## What is required
Please copy out, word for word, the lines of the data below, from the line holding "For every instance of the traffic" through the final line of the data, inclusive.
--
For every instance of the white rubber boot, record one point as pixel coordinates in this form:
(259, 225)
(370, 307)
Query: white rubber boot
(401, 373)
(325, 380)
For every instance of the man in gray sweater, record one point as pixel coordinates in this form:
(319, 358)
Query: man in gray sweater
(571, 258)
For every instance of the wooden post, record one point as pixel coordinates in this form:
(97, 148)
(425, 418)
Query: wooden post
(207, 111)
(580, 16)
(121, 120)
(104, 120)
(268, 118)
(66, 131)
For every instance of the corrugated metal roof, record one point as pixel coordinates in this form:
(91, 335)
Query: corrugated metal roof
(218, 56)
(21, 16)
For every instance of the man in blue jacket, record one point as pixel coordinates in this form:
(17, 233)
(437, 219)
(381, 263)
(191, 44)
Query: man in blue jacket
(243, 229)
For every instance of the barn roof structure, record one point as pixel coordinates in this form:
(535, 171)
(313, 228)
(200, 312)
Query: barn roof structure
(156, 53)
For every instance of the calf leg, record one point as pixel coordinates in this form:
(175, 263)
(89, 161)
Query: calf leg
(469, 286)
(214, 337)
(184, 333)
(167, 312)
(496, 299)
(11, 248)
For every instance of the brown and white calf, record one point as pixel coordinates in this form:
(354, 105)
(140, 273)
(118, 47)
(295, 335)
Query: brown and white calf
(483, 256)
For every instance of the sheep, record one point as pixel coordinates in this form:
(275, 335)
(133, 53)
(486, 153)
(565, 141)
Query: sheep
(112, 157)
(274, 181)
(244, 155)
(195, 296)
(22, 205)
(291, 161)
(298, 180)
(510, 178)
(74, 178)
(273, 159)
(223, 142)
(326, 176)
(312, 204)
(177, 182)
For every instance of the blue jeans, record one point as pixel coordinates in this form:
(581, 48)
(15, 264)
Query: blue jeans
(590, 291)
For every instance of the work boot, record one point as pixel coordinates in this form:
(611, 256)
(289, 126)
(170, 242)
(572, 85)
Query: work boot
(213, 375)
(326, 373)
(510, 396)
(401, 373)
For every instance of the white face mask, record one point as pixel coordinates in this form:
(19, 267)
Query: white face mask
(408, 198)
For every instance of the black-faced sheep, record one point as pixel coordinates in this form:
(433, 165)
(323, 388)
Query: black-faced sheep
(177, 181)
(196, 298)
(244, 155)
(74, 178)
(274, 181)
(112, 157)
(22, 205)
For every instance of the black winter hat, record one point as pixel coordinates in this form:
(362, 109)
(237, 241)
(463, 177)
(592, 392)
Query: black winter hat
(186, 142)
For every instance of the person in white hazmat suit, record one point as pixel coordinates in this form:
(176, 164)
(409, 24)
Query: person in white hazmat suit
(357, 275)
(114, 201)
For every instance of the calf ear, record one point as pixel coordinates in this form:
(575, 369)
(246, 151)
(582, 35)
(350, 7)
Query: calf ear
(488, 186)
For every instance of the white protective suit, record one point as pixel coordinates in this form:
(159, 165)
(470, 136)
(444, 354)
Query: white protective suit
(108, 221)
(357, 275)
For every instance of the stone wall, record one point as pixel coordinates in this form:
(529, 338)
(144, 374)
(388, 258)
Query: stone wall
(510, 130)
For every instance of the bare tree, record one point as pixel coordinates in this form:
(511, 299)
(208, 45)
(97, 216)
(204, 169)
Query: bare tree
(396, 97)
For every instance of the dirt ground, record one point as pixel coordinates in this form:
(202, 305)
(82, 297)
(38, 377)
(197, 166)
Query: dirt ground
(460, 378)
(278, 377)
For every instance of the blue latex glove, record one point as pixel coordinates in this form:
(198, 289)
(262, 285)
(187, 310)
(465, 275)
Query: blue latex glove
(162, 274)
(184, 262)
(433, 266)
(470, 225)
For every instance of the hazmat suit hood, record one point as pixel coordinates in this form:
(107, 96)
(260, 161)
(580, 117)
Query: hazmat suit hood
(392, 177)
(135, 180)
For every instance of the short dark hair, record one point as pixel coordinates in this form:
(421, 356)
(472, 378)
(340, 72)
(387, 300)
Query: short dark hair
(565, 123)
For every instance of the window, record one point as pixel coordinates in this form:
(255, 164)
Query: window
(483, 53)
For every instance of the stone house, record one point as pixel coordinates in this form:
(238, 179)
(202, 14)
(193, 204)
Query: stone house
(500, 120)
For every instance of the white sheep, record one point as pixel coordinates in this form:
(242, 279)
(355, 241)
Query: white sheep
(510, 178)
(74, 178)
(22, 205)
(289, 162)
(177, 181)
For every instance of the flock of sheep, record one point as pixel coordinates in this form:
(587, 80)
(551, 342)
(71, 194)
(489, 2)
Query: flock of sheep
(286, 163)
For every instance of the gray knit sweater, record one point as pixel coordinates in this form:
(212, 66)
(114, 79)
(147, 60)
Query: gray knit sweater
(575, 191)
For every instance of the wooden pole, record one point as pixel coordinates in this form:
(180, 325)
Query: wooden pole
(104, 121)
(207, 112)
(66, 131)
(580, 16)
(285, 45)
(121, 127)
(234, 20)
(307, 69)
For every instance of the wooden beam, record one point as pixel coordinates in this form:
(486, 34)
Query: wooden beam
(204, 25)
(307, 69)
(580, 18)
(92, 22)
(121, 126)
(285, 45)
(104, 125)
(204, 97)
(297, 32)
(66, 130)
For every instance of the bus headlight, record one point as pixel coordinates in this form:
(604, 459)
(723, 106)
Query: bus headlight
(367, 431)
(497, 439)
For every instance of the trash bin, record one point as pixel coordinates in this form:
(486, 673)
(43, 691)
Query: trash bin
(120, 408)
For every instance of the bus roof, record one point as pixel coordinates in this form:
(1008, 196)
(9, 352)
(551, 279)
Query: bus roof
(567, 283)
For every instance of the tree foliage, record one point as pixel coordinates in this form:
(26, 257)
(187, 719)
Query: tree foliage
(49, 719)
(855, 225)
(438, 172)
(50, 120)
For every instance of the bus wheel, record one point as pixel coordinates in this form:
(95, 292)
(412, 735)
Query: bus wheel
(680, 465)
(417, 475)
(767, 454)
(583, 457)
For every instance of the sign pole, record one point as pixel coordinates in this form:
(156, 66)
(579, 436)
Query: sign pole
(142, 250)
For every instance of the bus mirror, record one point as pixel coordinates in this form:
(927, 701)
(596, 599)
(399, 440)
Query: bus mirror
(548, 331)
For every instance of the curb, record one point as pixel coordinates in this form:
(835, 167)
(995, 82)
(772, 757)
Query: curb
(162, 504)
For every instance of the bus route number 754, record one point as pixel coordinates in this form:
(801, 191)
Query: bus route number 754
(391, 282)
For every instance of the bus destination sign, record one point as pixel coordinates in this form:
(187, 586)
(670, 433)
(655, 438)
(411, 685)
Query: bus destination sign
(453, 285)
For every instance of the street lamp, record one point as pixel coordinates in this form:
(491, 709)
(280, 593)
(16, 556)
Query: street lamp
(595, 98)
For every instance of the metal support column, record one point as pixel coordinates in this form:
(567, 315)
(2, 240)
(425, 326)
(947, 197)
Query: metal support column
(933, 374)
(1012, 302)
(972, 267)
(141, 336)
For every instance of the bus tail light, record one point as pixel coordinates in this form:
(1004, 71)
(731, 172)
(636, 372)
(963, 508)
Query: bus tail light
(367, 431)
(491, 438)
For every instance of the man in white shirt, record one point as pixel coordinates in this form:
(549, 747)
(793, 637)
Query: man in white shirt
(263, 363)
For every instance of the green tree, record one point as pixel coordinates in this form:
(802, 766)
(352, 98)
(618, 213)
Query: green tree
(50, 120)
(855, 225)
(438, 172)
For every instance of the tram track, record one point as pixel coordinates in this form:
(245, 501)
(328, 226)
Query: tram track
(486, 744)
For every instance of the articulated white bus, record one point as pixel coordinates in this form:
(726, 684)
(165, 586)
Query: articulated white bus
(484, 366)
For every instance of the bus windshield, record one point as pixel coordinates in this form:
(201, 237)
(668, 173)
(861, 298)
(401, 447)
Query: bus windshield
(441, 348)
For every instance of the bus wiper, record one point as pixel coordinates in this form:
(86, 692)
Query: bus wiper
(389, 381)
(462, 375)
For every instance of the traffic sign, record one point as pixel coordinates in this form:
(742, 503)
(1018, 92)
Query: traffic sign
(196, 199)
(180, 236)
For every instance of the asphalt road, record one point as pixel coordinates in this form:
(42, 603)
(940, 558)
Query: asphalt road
--
## Solution for this problem
For every instance of the traffic sign, record one point as pixel coordinates in this form:
(742, 503)
(1018, 92)
Query: traffic sign
(196, 199)
(180, 236)
For every instance of the asphalt road, record one point as pixel coordinates in this form:
(42, 603)
(940, 558)
Query: asphalt road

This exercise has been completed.